Consegna:
Rispondi alle domande seguenti in base al documento di origine:
(a) Secondo il documento, l'esercizio del potere di autotutela implica la consumazione del potere impositivo?
(b) In quale materia sono state pronunciate le sentenze n. 16115 e n. 14377 citate nel documento?
(c) A quale momento retroagisce il provvedimento di riforma adottato in sede di autotutela?

In proposito, con specifico riferimento al potere di riforma dell’atto impositivo, è stato precisato:

– che l’esercizio del potere di autotutela non implica consumazione del potere impositivo, sicchè, rimosso con effetto “ex tunc” l’atto di accertamento illegittimo od infondato, la Amministrazione finanziaria conserva ed anzi è tenuta ad esercitare nuovamente – nella permanenza dei presupposti di fatto e di diritto – la potestà impositiva (cfr. Corte cass. 5^ sez. 20.7.2007 n. 16115, id.

20.6.2007 n. 14377 – entrambe in materia di imposte reddituali);

che dalla non consumazione del potere impositivo, in caso di annullamento o revoca dell’atto viziato, discende il corollario che il provvedimento di riforma adottato in sede di autotutela, non dispone per l’avvenire ma retroagisce al momento della applicazione del imposta, proprio in quanto “viene a sostituirsi” all’originario atto impositivo (cfr. Corte cass. 5^ sez 21.1.2008 n. 1148; id.

Dati:
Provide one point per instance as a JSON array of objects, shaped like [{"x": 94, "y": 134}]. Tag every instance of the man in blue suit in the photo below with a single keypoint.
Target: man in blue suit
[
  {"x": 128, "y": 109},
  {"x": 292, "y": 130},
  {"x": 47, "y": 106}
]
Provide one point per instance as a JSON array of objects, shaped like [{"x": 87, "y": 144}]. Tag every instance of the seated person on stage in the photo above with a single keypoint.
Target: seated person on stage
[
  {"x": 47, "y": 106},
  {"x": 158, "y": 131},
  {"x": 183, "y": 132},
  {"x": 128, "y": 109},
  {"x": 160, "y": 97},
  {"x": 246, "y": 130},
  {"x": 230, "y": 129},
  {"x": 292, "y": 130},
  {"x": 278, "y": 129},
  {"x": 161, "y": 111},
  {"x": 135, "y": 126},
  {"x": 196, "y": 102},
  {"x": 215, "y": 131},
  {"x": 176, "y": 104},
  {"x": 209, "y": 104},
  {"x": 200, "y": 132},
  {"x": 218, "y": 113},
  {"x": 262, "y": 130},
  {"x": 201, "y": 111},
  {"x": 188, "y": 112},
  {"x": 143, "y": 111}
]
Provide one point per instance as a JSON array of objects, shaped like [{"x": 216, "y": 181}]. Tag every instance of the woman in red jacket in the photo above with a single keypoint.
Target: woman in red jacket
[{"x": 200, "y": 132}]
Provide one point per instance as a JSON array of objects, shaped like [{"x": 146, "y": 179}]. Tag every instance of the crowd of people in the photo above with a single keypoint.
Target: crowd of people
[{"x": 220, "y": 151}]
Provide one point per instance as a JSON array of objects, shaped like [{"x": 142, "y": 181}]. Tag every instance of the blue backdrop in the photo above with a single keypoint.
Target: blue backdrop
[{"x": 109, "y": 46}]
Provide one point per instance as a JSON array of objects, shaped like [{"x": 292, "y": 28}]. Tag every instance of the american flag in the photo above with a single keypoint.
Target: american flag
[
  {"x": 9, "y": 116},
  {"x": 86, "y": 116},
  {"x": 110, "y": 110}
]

Risposta:
(a) No, non implica la consumazione del potere impositivo.
(b) In materia di imposte reddituali.
(c) Al momento dell'applicazione dell'imposta.